Written problem: Write out the entries, please, from the line containing "instance of the sky" through their final line, exactly and with nothing else.

Information supplied:
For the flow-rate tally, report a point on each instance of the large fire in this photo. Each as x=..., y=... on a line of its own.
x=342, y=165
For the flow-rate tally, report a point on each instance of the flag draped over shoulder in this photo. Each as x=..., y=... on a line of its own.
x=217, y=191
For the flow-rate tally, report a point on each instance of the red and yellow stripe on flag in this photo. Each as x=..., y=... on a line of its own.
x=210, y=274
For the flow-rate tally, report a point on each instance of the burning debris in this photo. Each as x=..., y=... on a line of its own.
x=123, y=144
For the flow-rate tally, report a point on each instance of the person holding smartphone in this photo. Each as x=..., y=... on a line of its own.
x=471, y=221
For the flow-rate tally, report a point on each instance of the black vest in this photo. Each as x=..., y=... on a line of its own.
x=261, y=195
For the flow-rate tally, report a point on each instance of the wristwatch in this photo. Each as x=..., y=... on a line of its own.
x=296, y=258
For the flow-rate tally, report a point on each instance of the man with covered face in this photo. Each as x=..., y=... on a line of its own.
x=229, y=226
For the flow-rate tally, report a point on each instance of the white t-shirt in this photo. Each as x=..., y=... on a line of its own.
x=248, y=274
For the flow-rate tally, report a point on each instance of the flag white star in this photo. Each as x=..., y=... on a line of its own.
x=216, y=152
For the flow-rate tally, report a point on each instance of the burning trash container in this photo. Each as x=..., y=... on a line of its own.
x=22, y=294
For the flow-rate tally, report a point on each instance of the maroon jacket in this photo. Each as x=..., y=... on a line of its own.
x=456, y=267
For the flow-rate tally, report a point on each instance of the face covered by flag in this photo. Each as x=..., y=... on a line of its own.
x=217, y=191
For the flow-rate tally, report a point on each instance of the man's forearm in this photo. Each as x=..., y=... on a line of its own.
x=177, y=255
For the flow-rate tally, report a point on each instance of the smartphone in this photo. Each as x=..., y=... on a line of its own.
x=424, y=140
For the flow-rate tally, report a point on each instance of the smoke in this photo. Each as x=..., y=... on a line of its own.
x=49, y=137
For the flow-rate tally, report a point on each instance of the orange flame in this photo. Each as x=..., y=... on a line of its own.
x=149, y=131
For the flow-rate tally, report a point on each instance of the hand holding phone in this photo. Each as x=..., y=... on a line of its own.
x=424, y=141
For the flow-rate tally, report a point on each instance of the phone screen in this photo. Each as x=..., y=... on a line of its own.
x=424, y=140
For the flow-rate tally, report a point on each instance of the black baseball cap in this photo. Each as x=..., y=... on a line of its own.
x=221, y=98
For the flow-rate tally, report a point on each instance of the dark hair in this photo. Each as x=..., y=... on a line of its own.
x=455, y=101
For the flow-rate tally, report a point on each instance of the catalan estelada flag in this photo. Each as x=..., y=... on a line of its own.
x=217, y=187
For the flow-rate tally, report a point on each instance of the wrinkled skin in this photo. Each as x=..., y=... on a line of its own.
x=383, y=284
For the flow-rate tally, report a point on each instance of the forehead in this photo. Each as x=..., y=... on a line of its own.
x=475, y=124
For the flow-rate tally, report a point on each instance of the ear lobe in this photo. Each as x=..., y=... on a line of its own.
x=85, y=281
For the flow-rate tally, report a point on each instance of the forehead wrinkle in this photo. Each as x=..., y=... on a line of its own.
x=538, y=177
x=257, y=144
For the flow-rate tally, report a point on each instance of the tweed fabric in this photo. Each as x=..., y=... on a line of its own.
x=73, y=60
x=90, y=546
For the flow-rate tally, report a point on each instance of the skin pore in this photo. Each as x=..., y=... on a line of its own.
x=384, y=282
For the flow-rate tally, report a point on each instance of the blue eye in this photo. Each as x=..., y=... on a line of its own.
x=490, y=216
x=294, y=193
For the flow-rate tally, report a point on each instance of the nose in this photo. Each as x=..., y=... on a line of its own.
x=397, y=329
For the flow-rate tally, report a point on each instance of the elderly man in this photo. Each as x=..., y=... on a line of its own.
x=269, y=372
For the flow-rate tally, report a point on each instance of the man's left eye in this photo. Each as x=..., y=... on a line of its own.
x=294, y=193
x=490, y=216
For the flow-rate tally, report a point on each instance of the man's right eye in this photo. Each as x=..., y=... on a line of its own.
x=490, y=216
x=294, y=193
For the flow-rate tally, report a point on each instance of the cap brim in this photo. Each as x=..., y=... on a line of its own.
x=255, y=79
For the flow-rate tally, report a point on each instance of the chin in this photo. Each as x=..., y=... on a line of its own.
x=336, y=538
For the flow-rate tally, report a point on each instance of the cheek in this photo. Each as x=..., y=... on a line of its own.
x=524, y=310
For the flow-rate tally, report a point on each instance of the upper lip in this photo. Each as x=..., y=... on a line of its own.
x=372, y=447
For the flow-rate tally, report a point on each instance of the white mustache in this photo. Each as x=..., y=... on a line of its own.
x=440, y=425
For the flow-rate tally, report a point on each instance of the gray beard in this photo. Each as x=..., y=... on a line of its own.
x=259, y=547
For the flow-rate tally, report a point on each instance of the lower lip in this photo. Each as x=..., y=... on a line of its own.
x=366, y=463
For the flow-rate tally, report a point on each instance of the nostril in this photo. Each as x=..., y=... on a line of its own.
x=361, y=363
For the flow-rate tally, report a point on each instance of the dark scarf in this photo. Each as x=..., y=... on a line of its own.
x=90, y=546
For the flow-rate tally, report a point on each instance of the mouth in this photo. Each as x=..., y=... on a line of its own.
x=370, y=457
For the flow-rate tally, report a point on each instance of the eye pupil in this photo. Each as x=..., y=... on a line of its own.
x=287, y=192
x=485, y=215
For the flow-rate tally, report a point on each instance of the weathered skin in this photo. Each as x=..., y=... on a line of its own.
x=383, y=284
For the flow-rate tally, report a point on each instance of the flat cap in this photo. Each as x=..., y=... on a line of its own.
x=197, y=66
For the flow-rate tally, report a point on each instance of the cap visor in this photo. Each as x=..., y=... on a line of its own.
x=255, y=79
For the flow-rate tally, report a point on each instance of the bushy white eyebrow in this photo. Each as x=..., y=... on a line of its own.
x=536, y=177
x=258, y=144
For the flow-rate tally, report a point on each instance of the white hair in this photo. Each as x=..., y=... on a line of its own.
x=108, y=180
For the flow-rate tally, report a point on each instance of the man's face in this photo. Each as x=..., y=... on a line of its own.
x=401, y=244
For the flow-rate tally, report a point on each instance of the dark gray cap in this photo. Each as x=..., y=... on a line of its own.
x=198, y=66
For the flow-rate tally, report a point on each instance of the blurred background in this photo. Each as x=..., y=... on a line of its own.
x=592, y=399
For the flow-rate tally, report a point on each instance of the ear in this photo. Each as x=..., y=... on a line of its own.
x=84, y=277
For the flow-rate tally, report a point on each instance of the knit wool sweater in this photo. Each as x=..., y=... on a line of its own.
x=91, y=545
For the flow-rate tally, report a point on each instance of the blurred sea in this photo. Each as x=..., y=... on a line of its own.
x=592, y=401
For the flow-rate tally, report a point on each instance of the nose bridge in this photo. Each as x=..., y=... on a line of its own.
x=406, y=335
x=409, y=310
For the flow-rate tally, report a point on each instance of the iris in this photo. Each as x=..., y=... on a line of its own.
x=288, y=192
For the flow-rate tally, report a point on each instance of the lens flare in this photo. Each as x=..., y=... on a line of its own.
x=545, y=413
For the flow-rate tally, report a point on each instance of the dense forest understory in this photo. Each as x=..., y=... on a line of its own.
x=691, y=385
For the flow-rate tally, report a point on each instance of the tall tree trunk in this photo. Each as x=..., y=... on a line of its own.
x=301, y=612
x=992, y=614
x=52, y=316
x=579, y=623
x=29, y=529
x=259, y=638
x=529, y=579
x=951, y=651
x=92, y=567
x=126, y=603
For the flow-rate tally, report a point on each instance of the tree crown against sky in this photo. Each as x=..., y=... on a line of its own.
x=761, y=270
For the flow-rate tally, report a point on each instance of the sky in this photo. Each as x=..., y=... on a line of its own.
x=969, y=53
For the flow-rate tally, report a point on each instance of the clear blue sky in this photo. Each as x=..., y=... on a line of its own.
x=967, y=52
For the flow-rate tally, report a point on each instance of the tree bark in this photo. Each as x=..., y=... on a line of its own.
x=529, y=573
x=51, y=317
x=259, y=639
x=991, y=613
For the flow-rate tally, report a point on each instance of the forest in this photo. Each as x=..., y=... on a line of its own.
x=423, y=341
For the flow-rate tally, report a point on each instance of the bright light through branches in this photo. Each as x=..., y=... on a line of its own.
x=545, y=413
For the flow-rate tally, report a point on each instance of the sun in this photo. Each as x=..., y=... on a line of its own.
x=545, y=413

Solved exercise:
For the flow-rate tally, report a point on each instance of the sky in this photo. Each as x=..., y=... on a line of its own.
x=969, y=53
For the flow-rate tally, report a point on each instance of the clear blue sky in this photo. Each as x=..., y=... on a line of its own.
x=967, y=52
For the flow-rate tally, report a point on each instance of the tree bark in this photo. Each as x=..., y=... on a line of its own.
x=529, y=573
x=51, y=317
x=259, y=639
x=991, y=613
For the flow-rate tally, report a point on each instance of the forest in this photo. Each as x=..., y=... on a line of its own.
x=423, y=341
For the flow-rate tally, report a point on each instance of the bright light through branches in this photo. Each as x=..., y=... on a line of its own.
x=545, y=413
For the flow-rate tally, report a point on each instance of the sun in this photo. Each as x=..., y=... on a line of its own.
x=545, y=413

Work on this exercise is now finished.